* **DIRECTIONS**
Locate each line in the data below that contains the string "rock" and copy those lines out. Case counts when matching.

* **MATERIAL FOR THE TASK**
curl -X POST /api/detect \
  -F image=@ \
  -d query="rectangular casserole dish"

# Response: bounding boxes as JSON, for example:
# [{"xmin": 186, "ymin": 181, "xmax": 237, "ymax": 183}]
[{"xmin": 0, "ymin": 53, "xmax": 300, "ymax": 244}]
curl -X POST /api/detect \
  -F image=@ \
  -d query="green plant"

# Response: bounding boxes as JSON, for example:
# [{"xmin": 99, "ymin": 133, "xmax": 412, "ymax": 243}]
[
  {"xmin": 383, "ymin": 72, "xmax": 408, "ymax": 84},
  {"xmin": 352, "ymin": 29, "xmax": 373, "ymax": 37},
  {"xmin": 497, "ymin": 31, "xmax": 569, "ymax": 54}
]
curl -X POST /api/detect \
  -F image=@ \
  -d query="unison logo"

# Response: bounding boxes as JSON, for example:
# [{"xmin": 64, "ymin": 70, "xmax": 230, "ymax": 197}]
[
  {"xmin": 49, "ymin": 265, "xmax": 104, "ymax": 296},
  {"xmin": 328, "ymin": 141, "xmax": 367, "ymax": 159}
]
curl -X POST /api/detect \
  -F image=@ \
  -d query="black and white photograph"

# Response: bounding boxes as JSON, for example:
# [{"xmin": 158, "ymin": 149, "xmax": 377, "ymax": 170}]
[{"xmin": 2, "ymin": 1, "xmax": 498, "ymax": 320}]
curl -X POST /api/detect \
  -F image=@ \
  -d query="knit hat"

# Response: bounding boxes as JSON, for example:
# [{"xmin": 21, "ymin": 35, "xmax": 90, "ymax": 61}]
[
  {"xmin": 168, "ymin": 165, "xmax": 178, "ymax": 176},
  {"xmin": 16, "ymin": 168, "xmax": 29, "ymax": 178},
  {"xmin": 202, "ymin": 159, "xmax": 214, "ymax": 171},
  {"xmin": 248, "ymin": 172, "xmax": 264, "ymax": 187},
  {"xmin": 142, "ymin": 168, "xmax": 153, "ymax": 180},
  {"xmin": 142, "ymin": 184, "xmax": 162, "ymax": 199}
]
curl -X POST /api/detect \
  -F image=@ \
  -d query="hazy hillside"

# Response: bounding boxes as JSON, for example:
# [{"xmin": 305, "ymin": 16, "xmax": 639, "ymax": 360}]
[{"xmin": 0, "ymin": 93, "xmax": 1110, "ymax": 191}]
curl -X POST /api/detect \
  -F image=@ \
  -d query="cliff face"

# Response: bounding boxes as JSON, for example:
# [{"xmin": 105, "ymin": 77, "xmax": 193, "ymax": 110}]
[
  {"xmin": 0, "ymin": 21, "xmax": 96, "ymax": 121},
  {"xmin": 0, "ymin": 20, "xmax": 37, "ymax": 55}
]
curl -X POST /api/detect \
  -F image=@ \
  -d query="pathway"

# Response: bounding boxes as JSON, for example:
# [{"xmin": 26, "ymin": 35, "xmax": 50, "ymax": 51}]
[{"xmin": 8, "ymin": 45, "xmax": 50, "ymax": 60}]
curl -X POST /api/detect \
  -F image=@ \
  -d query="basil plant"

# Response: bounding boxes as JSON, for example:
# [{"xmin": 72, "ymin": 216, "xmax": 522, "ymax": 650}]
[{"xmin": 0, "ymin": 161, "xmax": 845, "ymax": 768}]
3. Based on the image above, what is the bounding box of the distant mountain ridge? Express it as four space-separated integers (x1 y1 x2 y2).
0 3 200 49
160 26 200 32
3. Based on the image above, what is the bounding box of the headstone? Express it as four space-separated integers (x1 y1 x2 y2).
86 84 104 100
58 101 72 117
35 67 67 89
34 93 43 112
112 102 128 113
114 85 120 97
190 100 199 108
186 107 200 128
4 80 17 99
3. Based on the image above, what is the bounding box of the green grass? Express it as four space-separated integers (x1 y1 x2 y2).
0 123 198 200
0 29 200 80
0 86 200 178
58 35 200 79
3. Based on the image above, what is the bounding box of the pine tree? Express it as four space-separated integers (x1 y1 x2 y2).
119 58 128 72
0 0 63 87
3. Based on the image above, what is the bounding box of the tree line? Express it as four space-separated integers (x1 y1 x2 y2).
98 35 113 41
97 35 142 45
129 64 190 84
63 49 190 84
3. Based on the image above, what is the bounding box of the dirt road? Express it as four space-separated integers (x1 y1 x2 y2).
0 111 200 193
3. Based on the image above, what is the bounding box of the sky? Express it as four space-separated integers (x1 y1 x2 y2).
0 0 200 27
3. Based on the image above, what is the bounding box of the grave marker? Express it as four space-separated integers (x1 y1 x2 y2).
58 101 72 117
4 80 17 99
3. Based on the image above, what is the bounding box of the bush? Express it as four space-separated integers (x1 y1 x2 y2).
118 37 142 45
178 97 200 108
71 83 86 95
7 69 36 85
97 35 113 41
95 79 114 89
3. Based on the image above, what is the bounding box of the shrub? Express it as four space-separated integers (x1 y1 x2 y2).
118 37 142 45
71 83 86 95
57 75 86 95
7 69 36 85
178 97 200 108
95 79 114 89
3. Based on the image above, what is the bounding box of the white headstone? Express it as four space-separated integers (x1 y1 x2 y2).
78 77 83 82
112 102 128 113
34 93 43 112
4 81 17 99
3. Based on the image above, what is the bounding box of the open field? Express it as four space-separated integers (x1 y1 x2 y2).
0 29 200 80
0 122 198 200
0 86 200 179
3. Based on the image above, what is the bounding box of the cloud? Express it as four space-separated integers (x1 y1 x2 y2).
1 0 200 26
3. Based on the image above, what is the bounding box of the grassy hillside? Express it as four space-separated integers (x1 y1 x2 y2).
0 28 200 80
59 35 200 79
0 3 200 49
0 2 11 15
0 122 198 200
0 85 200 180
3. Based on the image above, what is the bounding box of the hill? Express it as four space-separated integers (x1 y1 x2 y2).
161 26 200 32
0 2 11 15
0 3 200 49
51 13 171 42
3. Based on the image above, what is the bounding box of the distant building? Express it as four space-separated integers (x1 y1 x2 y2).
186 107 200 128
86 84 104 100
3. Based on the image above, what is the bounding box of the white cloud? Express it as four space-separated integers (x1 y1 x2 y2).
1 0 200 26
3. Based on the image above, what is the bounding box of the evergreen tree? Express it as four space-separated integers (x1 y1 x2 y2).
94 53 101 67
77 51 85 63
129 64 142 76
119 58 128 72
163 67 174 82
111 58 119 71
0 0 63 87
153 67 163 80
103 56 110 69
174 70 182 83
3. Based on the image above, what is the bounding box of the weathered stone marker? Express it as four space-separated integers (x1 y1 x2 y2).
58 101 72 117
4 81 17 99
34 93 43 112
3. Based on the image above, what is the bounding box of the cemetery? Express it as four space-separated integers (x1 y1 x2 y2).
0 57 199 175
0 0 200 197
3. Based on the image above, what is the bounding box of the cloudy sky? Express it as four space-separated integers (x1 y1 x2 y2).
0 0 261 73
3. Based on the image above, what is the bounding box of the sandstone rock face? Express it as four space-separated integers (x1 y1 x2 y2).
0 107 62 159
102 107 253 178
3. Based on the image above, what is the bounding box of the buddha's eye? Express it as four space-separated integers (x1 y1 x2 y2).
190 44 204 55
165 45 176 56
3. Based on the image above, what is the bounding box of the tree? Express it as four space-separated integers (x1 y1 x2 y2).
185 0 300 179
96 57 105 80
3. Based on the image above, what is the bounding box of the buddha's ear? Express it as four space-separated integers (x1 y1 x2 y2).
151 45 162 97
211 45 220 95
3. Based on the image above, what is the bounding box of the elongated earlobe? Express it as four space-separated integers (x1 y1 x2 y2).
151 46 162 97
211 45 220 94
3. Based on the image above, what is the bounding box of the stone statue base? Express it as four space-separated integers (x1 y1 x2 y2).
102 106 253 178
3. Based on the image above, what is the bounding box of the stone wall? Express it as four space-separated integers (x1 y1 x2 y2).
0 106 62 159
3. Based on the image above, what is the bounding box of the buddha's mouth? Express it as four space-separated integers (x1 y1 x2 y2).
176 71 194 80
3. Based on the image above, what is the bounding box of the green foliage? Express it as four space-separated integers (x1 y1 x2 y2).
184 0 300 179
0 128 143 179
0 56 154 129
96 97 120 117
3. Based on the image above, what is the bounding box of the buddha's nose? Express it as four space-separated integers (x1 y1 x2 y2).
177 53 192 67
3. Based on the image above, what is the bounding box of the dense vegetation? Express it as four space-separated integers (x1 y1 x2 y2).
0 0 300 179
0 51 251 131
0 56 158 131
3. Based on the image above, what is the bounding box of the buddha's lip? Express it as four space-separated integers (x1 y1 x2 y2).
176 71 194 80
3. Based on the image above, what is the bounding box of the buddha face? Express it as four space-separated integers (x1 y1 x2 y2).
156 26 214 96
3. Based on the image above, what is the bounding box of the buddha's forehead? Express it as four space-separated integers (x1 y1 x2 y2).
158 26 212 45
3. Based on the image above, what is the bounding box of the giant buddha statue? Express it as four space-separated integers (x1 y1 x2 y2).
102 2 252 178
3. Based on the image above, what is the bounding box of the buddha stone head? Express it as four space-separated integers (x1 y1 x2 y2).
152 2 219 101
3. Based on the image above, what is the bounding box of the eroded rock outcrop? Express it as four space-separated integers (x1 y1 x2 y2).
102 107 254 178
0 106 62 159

* **REPLY**
3. Based on the image above, what is the bounding box of the sandstone rock face? Express it as four space-separated integers (x1 y1 x2 y2).
3. Based on the image above, what is the bounding box of the eroded rock outcrop? Express it as four space-separated integers (x1 y1 x2 y2).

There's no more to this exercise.